Short problem:
Rewrite the data below, every line of it, from the beginning up to and including the line with "87, 130, 168, 147". Shift each bounding box coordinate in the answers by -34 and leave all other lines unchanged.

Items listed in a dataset
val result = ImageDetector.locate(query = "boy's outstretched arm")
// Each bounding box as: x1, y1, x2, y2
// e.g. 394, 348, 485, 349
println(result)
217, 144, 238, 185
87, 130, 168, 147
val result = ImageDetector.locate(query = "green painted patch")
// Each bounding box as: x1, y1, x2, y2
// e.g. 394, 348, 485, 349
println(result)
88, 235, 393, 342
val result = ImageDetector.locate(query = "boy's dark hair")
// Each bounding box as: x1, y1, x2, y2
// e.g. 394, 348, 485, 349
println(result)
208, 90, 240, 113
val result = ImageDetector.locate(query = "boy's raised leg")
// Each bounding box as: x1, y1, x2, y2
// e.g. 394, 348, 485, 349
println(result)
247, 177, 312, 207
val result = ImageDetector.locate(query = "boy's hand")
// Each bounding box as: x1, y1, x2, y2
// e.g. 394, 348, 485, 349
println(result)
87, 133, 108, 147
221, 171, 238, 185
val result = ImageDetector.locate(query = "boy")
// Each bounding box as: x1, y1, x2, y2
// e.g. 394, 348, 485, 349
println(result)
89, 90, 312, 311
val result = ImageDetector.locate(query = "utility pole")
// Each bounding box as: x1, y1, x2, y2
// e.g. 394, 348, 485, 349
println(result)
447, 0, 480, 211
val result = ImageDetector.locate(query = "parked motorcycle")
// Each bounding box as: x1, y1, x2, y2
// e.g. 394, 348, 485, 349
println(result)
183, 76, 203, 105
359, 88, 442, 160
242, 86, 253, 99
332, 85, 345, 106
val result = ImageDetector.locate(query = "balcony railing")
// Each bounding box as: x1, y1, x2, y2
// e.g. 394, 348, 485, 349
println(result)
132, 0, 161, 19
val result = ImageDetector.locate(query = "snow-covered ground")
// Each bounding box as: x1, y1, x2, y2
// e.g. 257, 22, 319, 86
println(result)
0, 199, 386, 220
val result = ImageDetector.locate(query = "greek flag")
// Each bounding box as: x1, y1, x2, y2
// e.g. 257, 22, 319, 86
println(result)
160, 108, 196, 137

Full answer:
val result = ImageDetector.locate(query = "boy's outstretched arm")
// Each bounding box as: x1, y1, x2, y2
// e.g. 394, 348, 485, 349
println(result)
183, 110, 204, 151
53, 96, 134, 113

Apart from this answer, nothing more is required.